Explore the material:
A) In the passage on Afghanistan, whose two terms in office are largely blamed for the expected weakness of the central government?
B) From the passage on Afghanistan, extract the text from "This ethnic geography" up to and including "residual structures fail.".
C) Summarize the passage on Afghanistan in two sentences.

Source document:
....

This ethnic geography carries immense weight in determining the Afghan future. After Western withdrawal, the Taliban will probably not be able to exert effective control over the whole of Afghanistan. Essentially a Pashtun phenomenon, it will be difficult for the Taliban to command sufficient support in non-Pashtun areas to hold sway there. But the Taliban is strong enough amongst the Pashtuns to rapidly exert control over large areas in the South and East if residual structures fail.

Afghanistan’s central government also poses a big question mark for the country. The government almost surely will be weak—a consequence in large measure of President Karzai’s two terms in office. His government has been undermined by corruption, familial and Pashtun nepotism, and a failure to engage consistently with the wider Kabul polity. At the provincial level and below, Karzai’s political situation is not much better. Lack of effective government and the Taliban challenge have undermined his standing, and his support among Pashtuns in the South has declined precipitately.

....

Data segment:
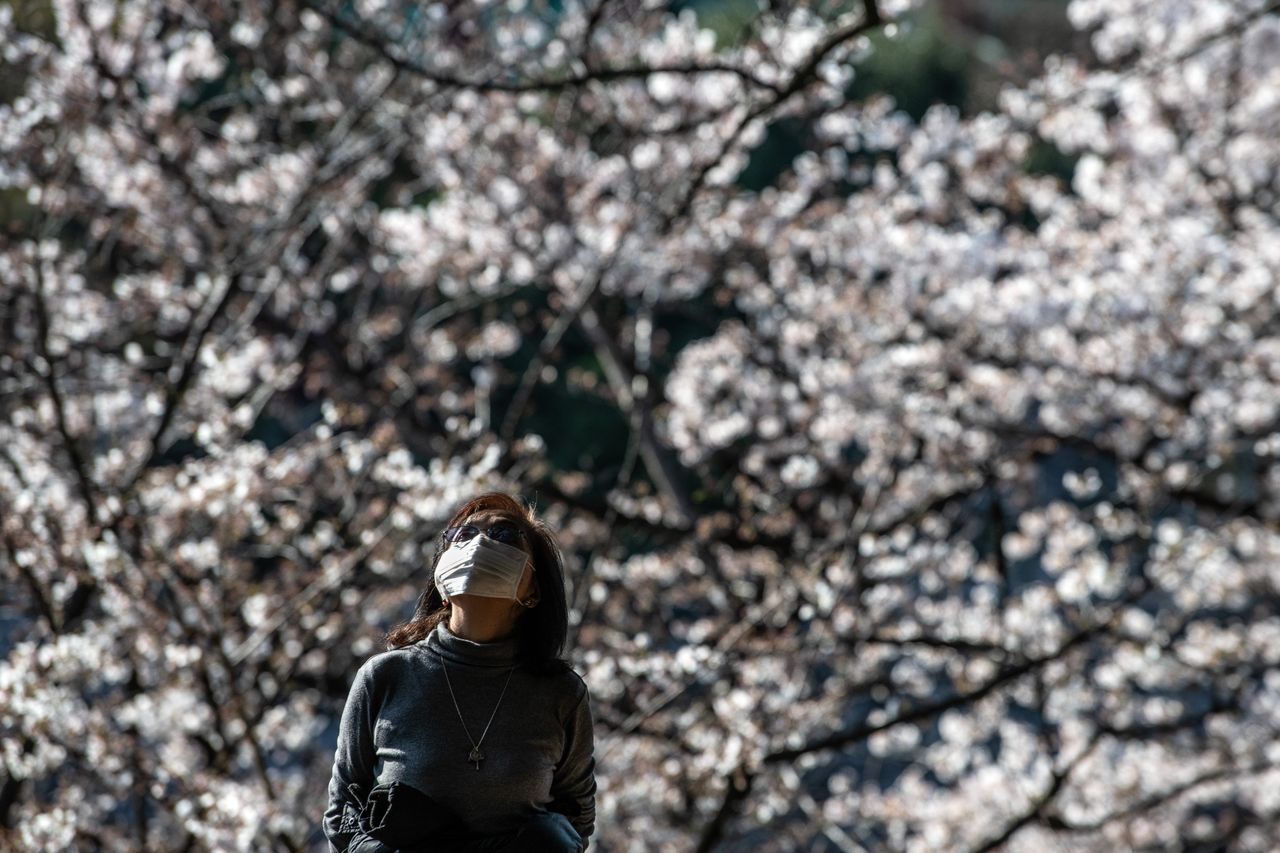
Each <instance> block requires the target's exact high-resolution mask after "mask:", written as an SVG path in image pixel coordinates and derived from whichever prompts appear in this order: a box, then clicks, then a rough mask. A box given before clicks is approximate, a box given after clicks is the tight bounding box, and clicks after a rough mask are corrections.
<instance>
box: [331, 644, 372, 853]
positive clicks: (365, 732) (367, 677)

....

Solutions to the exercise:
A) President Karzai's.

B)
This ethnic geography carries immense weight in determining the Afghan future. After Western withdrawal, the Taliban will probably not be able to exert effective control over the whole of Afghanistan. Essentially a Pashtun phenomenon, it will be difficult for the Taliban to command sufficient support in non-Pashtun areas to hold sway there. But the Taliban is strong enough amongst the Pashtuns to rapidly exert control over large areas in the South and East if residual structures fail.

C) After Western withdrawal, the Taliban, essentially a Pashtun phenomenon, will probably not control all of Afghanistan, but it could rapidly take large areas of the South and East if residual structures fail. The central government will almost surely be weak after President Karzai's two terms, which were undermined by corruption and nepotism, and his support among Pashtuns in the South has declined precipitately.